■ Задание: Как в статье о повести «Овраги» зовут жену рабочего Платонова?

■ Текст для чтения:

#####

Год и вся жизнь

Год и вся жизнь

Е. Скарлыгина

Минувший литературный год принес глубокие и честные произведения, посвященные одной из самых драматических страниц нашей истории — времени «сплошной» коллективизации, необоснованного раскулачивания, «великого перелома», обернувшегося гибелью миллионов крестьян. Об этом — «Кануны» В. Белова, «Мужики и бабы» Б. Можаева, «Касьян остудный» И. Акулова, «Страницы перешитого» И. Твардовского. Повесть С. Антонова «Овраги» — из того же ряда.

Художник, испытывая искреннюю боль за каждую сломленную судьбу, за поруганное человеческое достоинство, говорит о происшедшем в деревне на рубеже двадцатых – тридцатых годов.

«В порядке подготовки к чистке» в дом рабочего Платонова является «бытовая комиссия», на нелепые вопросы которой вынуждена отвечать жена Платонова Клаша: «Где ваш муж? — Куда он отлучается по вечерам? — Часто ли отлучается? — Поздно ли приходит? — Есть у него другая женщина? — Почему у вас один ребенок? — Почему кровать с шишками? — Откуда такой шикарный комод? — Почему нет портретов вождей?» Член комиссии, «тощая, с зеленым лицом старуха», перед уходом зловеще предупреждает: «Имейте в виду, нам все известно. А за свои показания будете отвечать».

Сцена эта запоминается и не дает покоя прежде, всего потому, что перепуганная Клаша, безропотно отвечая на бестактные вопросы, даже не задумывается, по какому праву посторонние люди, испытывающие наслаждение от причастности к власти, бесцеремонно вторгаются в жизнь ее семьи. Молодая женщина давно сжилась с мыслью, что все именно так и должно быть, тем более что и муж ее, Роман Гаврилович Платонов, не теряет «бдительности» ни на минуту. Плоть от плоти своего времени, он даже в житейских, порой комических конфликтах непримиримо выискивает контрреволюционную подоплеку. «Ну, — наступает он на Клашу с угрозой на лице и в голосе, — давай мне фамилию вредителя, который подначил напустить ядовитый дым в квартиру секретаря партячейки. Фамилия? Инициалы?»

#####

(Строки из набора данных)

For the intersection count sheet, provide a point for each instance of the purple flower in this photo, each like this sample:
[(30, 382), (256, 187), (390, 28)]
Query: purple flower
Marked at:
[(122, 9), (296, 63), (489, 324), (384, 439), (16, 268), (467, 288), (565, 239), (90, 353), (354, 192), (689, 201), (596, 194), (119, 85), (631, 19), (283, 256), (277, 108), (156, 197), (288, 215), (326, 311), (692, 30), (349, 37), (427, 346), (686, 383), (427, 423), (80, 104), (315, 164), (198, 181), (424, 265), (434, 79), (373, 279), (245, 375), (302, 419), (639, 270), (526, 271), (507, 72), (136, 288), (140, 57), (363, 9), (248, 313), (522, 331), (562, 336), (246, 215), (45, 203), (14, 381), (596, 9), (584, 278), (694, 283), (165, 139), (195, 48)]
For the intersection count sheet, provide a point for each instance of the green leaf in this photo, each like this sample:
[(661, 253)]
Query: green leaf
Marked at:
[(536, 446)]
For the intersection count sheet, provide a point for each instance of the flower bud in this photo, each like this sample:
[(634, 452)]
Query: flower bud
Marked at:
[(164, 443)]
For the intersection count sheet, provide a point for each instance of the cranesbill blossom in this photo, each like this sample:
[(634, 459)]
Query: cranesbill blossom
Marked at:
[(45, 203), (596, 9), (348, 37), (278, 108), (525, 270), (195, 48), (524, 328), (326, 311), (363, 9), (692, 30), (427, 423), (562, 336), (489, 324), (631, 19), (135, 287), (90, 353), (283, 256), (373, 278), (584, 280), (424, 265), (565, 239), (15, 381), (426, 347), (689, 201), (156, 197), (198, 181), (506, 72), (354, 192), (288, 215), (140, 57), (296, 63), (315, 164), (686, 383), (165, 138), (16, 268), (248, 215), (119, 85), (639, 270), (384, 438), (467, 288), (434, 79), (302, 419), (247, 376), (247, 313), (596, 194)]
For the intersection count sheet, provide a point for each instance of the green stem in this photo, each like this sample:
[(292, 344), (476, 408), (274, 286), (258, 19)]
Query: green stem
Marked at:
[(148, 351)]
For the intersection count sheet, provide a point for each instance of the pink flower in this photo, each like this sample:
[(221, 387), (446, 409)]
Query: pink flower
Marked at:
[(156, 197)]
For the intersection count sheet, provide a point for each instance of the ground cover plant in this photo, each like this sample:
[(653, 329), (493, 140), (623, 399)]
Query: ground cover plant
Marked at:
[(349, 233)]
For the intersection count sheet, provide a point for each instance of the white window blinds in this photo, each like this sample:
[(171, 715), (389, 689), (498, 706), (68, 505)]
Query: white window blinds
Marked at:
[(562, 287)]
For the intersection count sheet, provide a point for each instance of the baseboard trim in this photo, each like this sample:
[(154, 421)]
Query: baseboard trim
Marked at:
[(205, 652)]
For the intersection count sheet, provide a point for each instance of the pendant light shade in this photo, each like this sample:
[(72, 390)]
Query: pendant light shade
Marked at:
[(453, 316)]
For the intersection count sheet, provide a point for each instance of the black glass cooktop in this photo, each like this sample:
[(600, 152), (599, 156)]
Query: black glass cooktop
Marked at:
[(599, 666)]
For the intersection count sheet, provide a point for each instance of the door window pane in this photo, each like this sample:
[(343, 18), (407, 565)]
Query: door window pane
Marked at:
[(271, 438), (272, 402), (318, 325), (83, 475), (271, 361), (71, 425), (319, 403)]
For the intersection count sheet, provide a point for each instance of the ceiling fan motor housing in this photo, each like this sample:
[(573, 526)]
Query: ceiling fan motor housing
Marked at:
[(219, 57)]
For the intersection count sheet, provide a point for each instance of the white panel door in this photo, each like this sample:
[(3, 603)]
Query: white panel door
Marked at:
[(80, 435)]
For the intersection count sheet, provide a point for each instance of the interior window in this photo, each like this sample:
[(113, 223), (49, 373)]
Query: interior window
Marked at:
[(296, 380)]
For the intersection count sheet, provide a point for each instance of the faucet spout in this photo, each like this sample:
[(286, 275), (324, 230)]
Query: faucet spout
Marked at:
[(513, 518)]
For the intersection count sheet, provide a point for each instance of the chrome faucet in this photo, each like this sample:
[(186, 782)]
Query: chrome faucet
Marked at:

#####

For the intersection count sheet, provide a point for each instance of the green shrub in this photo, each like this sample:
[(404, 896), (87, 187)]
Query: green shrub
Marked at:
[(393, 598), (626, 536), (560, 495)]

#####

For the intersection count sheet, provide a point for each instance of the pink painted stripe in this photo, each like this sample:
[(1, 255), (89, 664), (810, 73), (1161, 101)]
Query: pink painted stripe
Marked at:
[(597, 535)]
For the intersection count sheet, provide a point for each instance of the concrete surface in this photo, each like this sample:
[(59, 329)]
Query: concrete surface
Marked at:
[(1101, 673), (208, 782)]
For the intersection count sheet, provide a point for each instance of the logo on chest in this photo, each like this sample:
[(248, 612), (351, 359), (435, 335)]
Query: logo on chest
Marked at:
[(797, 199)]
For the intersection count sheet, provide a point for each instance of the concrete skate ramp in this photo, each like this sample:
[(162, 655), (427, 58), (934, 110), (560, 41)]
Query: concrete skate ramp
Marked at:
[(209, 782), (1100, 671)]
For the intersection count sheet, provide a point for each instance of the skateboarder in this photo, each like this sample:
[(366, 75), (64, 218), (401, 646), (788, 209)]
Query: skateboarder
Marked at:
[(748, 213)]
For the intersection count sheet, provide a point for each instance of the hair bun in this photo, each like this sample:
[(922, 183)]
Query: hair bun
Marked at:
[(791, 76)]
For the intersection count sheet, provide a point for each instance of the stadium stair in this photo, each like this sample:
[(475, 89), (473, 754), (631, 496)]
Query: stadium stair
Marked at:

#####

■ Решение задачи: Клаша.